> Exercise aim: After finding the line with "Please mark every instance of the shoreline" in the entries below, retype exactly each line from there through the line with "Please mark every instance of the boulder", including that final line.

> Items from a data source:

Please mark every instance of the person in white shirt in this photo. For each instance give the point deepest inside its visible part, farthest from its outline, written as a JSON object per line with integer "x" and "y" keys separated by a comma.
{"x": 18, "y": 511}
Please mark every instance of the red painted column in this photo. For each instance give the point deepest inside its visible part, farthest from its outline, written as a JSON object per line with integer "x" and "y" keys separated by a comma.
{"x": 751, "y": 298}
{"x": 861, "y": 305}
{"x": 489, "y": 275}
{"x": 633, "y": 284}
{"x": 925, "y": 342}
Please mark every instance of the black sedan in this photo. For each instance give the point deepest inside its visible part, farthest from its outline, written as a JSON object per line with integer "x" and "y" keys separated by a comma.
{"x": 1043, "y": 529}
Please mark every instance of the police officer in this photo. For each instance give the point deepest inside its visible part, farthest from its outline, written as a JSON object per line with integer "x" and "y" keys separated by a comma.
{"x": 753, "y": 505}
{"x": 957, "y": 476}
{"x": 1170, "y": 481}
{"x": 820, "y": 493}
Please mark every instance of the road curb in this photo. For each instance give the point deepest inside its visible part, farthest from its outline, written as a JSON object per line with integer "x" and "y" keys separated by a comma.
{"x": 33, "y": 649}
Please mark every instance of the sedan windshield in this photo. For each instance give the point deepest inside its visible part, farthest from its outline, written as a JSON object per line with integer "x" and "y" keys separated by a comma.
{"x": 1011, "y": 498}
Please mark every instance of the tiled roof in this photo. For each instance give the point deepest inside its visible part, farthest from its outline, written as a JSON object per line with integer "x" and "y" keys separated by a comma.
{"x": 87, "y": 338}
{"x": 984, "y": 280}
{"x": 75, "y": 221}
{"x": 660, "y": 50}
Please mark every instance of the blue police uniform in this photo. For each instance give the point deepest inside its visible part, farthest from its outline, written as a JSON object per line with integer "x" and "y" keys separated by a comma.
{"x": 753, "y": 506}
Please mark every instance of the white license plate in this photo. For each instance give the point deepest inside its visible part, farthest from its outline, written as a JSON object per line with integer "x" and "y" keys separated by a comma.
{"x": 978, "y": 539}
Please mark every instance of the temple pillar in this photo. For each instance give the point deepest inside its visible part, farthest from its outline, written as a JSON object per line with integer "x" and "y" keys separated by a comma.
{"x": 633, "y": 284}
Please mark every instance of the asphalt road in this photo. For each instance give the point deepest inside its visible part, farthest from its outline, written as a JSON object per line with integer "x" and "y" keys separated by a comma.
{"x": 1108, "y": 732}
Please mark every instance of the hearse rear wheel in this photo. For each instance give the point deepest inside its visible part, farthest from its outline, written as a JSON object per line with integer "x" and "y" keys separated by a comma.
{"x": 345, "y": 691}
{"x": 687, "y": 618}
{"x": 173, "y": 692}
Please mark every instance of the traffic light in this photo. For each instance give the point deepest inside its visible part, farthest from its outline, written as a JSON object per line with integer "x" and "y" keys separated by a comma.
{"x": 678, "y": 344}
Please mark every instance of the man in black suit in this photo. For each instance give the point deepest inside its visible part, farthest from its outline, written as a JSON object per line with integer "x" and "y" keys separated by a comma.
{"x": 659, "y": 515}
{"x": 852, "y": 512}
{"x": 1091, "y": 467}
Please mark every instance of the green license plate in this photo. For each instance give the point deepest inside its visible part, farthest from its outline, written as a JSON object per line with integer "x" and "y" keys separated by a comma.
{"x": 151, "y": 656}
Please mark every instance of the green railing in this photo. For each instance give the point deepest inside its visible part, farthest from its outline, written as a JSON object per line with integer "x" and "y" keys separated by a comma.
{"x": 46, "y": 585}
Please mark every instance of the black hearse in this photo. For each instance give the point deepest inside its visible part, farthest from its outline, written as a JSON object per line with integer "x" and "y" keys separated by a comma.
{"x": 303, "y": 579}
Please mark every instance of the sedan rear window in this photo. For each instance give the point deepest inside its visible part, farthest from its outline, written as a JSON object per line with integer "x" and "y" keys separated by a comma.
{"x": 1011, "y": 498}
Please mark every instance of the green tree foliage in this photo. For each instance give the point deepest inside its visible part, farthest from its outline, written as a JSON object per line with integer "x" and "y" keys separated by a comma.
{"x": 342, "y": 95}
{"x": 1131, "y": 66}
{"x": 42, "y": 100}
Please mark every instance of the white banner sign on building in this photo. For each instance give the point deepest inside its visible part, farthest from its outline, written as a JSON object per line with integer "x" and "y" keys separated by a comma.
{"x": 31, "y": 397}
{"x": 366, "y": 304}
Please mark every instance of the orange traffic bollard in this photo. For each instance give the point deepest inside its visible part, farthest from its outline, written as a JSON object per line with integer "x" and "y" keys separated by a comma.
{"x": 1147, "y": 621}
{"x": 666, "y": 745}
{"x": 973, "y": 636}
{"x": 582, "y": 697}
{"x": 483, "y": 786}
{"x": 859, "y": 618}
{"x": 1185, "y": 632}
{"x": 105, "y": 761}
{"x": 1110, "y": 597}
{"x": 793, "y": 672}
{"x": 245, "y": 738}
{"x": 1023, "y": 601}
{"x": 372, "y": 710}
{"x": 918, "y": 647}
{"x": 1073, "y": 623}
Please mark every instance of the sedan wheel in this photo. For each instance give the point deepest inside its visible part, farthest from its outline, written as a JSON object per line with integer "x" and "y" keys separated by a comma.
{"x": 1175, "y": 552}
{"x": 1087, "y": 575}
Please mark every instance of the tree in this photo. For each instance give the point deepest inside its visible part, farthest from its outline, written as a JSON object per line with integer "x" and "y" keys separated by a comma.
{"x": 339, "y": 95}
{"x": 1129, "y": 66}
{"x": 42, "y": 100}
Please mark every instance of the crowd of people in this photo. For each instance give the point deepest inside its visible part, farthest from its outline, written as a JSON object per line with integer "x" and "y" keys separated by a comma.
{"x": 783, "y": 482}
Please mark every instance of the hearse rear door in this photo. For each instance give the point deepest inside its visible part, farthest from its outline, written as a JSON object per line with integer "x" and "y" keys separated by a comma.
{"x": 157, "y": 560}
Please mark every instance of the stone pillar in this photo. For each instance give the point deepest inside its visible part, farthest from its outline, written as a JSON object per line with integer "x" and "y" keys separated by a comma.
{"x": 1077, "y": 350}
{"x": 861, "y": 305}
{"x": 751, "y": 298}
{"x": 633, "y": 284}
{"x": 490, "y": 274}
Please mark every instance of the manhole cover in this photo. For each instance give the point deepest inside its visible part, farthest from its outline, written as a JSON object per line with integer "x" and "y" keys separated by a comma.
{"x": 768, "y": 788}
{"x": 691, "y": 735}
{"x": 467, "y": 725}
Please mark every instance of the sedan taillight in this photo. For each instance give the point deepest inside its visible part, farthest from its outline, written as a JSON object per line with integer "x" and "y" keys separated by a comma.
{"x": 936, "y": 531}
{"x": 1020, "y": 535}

==

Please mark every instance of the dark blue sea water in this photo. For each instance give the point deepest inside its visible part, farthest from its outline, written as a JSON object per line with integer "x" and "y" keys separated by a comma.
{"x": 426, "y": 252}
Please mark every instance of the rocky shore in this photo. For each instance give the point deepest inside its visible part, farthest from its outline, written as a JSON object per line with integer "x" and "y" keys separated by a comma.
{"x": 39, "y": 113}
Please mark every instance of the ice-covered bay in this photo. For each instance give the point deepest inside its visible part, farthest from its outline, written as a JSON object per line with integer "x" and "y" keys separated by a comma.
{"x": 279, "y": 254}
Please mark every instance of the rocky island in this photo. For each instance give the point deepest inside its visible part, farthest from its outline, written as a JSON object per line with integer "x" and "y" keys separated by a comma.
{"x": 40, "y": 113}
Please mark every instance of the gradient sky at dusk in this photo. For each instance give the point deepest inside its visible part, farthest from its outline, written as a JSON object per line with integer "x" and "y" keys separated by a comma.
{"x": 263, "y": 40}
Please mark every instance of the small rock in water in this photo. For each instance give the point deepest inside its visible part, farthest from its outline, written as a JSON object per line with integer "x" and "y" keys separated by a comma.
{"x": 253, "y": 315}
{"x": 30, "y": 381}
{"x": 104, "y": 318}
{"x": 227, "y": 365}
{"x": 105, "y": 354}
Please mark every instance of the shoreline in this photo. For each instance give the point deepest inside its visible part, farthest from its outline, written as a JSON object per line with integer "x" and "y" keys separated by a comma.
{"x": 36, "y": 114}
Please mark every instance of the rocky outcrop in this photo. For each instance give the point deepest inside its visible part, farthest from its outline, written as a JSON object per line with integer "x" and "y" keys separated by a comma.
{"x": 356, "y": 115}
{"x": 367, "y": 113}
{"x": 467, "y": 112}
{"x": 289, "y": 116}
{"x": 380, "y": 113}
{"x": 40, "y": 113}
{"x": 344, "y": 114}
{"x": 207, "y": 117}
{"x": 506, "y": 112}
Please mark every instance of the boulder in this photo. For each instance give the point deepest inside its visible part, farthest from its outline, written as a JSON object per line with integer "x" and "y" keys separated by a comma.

==

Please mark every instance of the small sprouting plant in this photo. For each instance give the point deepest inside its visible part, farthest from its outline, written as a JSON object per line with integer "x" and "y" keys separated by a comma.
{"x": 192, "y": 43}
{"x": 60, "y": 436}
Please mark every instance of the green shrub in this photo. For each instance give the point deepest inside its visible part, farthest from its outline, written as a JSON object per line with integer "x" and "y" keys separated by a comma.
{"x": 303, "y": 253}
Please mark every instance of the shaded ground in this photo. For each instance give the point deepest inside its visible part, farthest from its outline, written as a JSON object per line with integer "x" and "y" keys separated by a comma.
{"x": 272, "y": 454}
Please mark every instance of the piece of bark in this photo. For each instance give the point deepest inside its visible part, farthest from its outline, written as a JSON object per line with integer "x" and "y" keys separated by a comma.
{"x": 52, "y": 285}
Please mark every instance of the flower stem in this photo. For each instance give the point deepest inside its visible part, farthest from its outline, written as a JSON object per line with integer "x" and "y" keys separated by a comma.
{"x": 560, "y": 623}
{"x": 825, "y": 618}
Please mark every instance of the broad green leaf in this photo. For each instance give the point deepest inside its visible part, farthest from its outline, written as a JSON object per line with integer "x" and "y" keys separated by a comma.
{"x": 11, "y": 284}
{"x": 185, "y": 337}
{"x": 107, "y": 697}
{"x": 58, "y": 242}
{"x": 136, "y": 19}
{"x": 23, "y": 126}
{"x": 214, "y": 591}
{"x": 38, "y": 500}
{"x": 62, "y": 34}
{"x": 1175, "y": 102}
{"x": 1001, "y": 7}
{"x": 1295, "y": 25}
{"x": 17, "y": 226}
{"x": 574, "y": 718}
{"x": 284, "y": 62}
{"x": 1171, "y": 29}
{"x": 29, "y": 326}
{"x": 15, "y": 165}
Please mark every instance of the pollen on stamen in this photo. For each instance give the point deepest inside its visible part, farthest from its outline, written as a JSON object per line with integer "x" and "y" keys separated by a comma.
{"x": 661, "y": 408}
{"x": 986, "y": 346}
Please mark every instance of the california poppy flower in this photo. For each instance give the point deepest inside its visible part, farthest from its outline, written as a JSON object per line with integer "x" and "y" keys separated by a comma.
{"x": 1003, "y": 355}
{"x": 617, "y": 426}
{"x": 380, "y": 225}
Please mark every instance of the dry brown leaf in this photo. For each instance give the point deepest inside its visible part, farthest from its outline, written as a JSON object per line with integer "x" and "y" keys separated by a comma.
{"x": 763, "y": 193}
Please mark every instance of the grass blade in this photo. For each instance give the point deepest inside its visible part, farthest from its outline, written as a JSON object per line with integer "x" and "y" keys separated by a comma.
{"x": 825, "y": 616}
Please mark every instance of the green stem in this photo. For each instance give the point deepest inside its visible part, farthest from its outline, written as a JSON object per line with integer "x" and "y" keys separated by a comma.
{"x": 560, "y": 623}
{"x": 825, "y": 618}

> Your response:
Please mark every instance of the shoreline in this photo. For each instance give the point deepest inside its visible part, farthest from its outline, written as a JSON object per line with integer "x" and "y" keys separated by a comma.
{"x": 36, "y": 114}
Please mark every instance of the rocky outcrop in this photo. For each instance give the point deepest inside its visible part, farthest from its outline, written as a JSON object per line with integer "x" and "y" keys separated by a comma.
{"x": 356, "y": 115}
{"x": 367, "y": 113}
{"x": 467, "y": 112}
{"x": 289, "y": 116}
{"x": 380, "y": 113}
{"x": 40, "y": 113}
{"x": 344, "y": 114}
{"x": 207, "y": 117}
{"x": 506, "y": 112}
Please mark every instance of the boulder in this photo. For each instance give the point deepest inside its visible part, farthest from its outline, written as a JSON object per line with integer "x" and "y" keys separated by a comma.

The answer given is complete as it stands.